— START —
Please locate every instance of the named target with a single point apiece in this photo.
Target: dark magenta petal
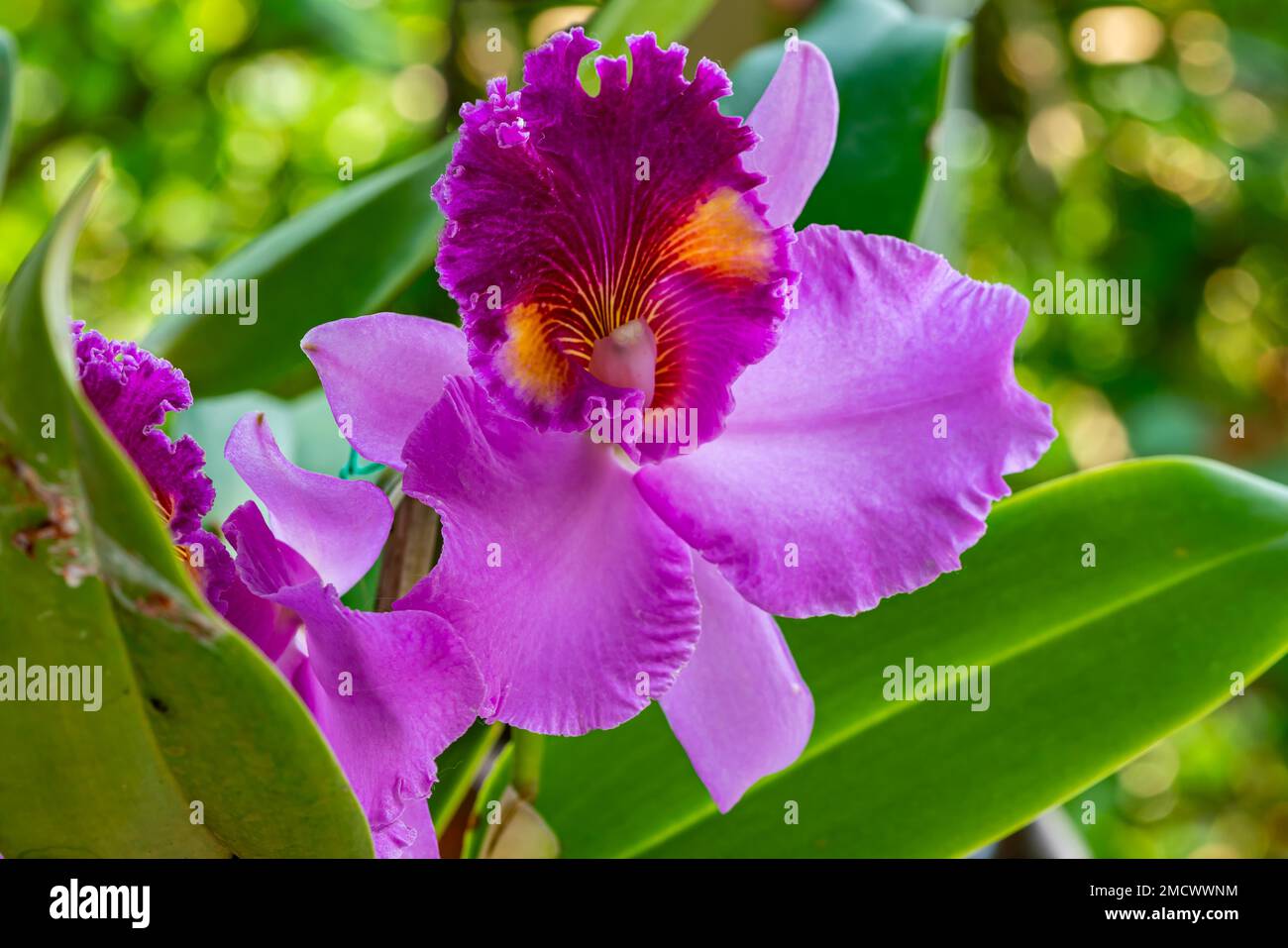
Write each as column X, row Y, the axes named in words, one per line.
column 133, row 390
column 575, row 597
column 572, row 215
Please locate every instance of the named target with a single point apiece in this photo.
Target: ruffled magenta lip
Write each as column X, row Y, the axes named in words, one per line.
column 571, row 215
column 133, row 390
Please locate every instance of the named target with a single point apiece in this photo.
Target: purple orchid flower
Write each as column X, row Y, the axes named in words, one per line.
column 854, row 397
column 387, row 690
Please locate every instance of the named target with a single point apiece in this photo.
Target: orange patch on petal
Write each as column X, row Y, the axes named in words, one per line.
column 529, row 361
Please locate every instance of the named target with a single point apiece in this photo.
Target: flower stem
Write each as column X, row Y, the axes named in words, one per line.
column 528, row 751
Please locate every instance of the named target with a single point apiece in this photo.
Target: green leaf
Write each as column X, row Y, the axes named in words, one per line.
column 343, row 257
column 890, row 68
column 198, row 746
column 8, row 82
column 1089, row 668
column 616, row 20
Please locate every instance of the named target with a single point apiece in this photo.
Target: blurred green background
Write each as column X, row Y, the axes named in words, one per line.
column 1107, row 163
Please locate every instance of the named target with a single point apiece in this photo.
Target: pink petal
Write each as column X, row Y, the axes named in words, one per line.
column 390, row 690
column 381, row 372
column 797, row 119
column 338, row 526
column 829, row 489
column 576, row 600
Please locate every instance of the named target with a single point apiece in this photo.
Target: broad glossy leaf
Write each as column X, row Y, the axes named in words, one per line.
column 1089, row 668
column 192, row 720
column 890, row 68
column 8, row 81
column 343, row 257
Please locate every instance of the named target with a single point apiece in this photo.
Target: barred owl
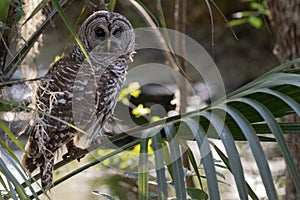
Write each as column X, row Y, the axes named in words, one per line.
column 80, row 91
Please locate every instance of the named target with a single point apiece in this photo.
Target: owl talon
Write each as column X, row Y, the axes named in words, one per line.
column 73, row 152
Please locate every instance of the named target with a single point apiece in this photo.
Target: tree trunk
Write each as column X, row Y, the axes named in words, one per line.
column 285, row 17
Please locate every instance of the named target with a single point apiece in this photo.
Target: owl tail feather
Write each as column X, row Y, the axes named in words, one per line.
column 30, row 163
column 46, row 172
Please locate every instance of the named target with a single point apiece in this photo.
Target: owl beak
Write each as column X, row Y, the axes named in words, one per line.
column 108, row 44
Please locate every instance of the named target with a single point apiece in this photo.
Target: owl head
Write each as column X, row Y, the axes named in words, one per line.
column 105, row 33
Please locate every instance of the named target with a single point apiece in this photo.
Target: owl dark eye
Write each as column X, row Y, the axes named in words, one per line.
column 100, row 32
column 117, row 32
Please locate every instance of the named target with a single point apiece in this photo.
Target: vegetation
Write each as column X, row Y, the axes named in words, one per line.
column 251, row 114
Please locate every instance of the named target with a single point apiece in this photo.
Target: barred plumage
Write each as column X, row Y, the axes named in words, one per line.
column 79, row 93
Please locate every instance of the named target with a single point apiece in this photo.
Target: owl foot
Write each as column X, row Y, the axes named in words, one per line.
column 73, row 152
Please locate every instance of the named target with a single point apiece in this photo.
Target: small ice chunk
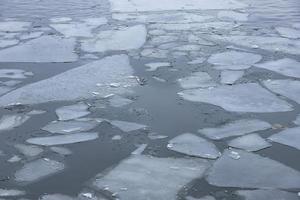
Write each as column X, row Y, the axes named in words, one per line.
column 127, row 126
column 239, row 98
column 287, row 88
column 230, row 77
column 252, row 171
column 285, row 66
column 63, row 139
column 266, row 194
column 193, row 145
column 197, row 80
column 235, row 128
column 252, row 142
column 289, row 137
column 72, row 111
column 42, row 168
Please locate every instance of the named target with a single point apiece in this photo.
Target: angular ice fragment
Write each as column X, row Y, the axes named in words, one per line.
— END —
* **Stated problem**: Update the data above, changing every "single point apiece" to "single marker each" and leaving everything else as it is. Omit the pictures from your output.

* **Output for this task**:
Please locate every instance of the named target with a single marker each in this photo.
Target: dark magenta petal
Write each as column X, row Y, the axes named in words, one per line.
column 133, row 390
column 575, row 597
column 572, row 215
Please locate every instance of the named target with a single marker each in this photo.
Target: ruffled magenta lip
Write each as column X, row Y, the axes named in words, one per line.
column 571, row 215
column 133, row 390
Please locate every instance of the named target with a single marker each in this photo.
Target: purple orchid flower
Write each as column X, row Y, the axes named in words, one per line.
column 854, row 397
column 387, row 690
Please locate every instance of the named target with a single marker each in this photo.
Target: orange patch on petal
Write each as column X, row Y, the axes named in words, one per line.
column 529, row 361
Please locate every instance of the named target with a single marker each in this photo.
Target: flower stem
Write each as column X, row Y, the axes named in words, one per line.
column 528, row 751
Please locate every instance of the named target with a single marker each in this photo.
Target: green leaf
Write each as column X, row Y, the axes named in words, one per line.
column 343, row 257
column 890, row 68
column 198, row 746
column 8, row 82
column 1089, row 668
column 616, row 20
Please locate every instance of the named target with a single marker each in this photo.
Target: blurred green background
Write each as column X, row Y, the axes named in words, one per line.
column 1107, row 163
Please locate every instance of the named target with a single marker each in this photo.
Target: pink petal
Write each as column X, row Y, the axes named in words, one per line.
column 390, row 690
column 381, row 372
column 797, row 119
column 338, row 526
column 829, row 489
column 576, row 600
Please locate every instance of the named target with a single marker each in this photo.
Target: broad glossy leaf
Write each as column X, row Y, the axes named in words, one per line.
column 1089, row 668
column 192, row 720
column 890, row 68
column 8, row 81
column 343, row 257
Please locate every instance of the named target with a single marker each in this photo.
Target: barred owl
Write each as column X, row Y, the axes named in words, one per line.
column 80, row 91
Please locate every instance of the named target with a single marker each in this photo.
Target: owl talon
Write each as column X, row Y, the axes named in words, one per line.
column 73, row 152
Please locate every instance of the named target with a single marker each in this photo.
Target: tree trunk
Write each as column X, row Y, the axes named in words, one per line.
column 285, row 17
Please locate every instance of the named target with a single marker each in this photo.
Target: owl tail feather
Write each as column X, row Y, the axes named in words, one per line.
column 30, row 163
column 46, row 172
Please locate every instance of the named target with a single marker each in this photo.
Target: owl beak
Write each as column X, row Y, the axes named in words, one per line.
column 108, row 44
Please locate every instance of the named target with a single marker each in this photo.
Target: owl head
Write each as column X, row Y, the axes named in words, one per line.
column 105, row 33
Please locate every instance of the named target with a single marker each in this photo.
Target: owl dark eye
Write each as column X, row Y, the axes named in words, one per line.
column 100, row 32
column 117, row 32
Please locate every instance of the named target with a single marker each in this photo.
Target: vegetation
Write each as column X, row Y, the axes named in words, one per line.
column 251, row 114
Please locate every instance of the named target with a single marker each in this photo.
Target: barred plumage
Write each as column X, row Y, the axes named in words, one per line.
column 79, row 93
Please locate every instance of the named target with a single marker each in this photo.
Target: owl foot
Write each as column X, row Y, the axes named in words, one per line.
column 73, row 152
Please locate every instance of the named target with a single marker each in this photo.
Target: small ice chunk
Write each as column X, row Y, the axes named in words, one per line.
column 127, row 126
column 239, row 98
column 287, row 88
column 230, row 77
column 252, row 171
column 285, row 66
column 63, row 139
column 266, row 194
column 193, row 145
column 197, row 80
column 235, row 128
column 252, row 142
column 289, row 137
column 72, row 111
column 42, row 168
Please locate every instance of the named target with a single marker each in this photo.
Target: angular ice fragment
Write each as column X, row Y, the axes named in words, one per line.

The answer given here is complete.